[BEGIN DATASET]
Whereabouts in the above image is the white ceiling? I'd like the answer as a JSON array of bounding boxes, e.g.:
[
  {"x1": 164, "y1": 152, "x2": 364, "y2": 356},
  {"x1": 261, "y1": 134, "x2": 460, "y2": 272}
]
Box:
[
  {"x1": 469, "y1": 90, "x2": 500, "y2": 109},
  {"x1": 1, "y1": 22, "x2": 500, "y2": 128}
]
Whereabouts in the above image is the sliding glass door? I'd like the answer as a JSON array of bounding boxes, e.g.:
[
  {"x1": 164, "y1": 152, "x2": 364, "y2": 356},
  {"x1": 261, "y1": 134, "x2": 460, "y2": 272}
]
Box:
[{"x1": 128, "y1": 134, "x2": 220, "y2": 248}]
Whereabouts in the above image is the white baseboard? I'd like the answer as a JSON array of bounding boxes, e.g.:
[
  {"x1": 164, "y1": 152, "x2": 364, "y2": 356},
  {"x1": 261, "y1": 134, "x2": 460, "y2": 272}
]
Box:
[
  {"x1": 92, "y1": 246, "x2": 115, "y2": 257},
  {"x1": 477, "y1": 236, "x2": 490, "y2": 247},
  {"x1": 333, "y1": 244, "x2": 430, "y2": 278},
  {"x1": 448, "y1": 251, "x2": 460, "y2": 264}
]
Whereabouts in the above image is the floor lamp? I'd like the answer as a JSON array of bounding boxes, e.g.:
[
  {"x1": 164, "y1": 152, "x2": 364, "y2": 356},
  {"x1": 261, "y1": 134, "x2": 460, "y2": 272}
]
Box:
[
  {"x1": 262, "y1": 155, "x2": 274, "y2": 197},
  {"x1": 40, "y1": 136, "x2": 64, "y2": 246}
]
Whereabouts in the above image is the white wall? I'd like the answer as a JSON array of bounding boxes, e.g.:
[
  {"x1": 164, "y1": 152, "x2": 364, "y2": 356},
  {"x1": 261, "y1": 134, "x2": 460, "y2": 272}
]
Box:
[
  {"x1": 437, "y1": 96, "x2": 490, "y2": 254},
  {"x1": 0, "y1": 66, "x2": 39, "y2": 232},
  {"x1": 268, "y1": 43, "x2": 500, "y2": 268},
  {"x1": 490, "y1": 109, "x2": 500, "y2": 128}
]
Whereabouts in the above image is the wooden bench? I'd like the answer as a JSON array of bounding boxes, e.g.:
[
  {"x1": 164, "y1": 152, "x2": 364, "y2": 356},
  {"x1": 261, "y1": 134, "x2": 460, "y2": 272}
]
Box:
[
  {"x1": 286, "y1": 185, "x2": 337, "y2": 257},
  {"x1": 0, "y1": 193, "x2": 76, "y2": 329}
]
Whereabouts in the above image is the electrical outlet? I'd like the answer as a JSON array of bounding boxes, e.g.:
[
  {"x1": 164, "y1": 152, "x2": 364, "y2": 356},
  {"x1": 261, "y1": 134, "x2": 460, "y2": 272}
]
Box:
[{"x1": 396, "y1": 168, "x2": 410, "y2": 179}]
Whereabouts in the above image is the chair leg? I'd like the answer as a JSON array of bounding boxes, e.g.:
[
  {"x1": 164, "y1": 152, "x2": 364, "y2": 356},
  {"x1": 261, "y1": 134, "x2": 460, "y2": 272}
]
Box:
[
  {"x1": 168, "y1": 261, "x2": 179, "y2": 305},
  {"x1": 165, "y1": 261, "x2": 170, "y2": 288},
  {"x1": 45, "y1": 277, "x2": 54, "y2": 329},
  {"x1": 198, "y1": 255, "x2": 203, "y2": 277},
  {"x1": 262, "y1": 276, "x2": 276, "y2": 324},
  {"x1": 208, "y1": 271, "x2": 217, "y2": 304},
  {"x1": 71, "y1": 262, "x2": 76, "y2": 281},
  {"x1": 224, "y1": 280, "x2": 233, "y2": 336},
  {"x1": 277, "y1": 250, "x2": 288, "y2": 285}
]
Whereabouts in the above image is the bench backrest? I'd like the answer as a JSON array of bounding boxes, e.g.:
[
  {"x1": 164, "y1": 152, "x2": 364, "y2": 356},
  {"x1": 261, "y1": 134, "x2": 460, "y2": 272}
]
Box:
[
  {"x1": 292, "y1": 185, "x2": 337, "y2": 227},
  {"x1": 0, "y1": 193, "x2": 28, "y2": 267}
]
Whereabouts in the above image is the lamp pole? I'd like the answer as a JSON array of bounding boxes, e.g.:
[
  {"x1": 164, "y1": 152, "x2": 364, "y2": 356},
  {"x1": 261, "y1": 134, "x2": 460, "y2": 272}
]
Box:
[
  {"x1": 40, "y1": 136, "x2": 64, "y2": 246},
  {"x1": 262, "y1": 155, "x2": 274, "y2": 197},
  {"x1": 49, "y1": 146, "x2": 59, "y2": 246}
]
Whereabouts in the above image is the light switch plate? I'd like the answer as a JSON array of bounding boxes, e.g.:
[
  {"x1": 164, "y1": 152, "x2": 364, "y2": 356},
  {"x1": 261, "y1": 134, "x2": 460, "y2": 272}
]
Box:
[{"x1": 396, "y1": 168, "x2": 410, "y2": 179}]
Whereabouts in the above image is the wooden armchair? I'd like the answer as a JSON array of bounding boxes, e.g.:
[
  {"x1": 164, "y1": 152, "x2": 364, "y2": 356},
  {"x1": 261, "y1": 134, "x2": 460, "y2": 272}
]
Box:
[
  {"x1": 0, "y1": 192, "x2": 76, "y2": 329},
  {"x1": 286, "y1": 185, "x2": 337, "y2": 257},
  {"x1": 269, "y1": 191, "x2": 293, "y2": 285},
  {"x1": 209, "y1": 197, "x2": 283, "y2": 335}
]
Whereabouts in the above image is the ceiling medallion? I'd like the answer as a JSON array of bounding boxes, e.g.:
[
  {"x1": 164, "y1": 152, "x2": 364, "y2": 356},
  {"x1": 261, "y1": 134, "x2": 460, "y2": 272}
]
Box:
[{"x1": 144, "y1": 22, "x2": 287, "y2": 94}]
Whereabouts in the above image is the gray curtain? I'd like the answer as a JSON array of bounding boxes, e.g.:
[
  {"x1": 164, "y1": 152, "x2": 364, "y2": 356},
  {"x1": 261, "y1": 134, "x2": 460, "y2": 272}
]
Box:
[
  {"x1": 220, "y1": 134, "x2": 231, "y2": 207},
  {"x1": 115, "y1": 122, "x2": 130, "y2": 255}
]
[END DATASET]
PROBLEM DESCRIPTION. Rewrite the lines from the one containing "Whereabouts in the above image is the ceiling" through the end of the records, inclusive, with "bounding boxes" changed to "rectangles" and all else unchanged.

REPLY TO THE EXERCISE.
Whereabouts in the above image is the ceiling medallion? I'd like the answer as a JSON array of rectangles, e.g.:
[
  {"x1": 164, "y1": 152, "x2": 364, "y2": 356},
  {"x1": 261, "y1": 134, "x2": 460, "y2": 272}
]
Box:
[{"x1": 144, "y1": 22, "x2": 287, "y2": 94}]
Whereabouts in the above image is the gray curtain? I'd like the answer as a JSON array of rectangles, e.g.:
[
  {"x1": 164, "y1": 152, "x2": 364, "y2": 356},
  {"x1": 261, "y1": 134, "x2": 460, "y2": 272}
]
Box:
[
  {"x1": 220, "y1": 134, "x2": 231, "y2": 207},
  {"x1": 115, "y1": 122, "x2": 130, "y2": 255}
]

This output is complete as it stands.